→ **PROBLEM DESCRIPTION**: Check each line of the material. Copy those containing "When".

== Segment start ==

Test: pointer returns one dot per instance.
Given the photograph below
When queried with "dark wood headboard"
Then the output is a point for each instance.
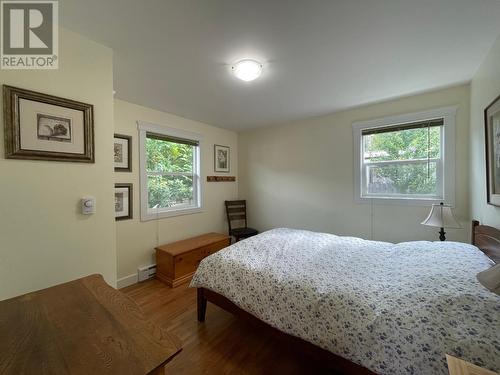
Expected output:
(487, 239)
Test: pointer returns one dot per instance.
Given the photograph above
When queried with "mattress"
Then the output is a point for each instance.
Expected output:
(392, 308)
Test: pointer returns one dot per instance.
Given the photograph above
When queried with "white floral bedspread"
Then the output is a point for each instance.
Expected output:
(392, 308)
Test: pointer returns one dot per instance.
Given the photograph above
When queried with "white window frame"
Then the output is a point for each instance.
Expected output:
(152, 214)
(447, 164)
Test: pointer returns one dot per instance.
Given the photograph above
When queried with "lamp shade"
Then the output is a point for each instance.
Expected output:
(441, 216)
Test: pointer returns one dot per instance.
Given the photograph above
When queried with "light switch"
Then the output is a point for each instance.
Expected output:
(88, 205)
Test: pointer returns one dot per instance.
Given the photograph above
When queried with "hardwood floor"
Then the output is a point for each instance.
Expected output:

== Segment end ==

→ **OUTPUT OF THE EXERCISE**:
When queried with "dark wood headboard"
When queried with "mattress"
When queried with "white floral bedspread"
When queried with "white window frame"
When queried with "lamp shade"
When queried with "light switch"
When queried with "hardwood floor"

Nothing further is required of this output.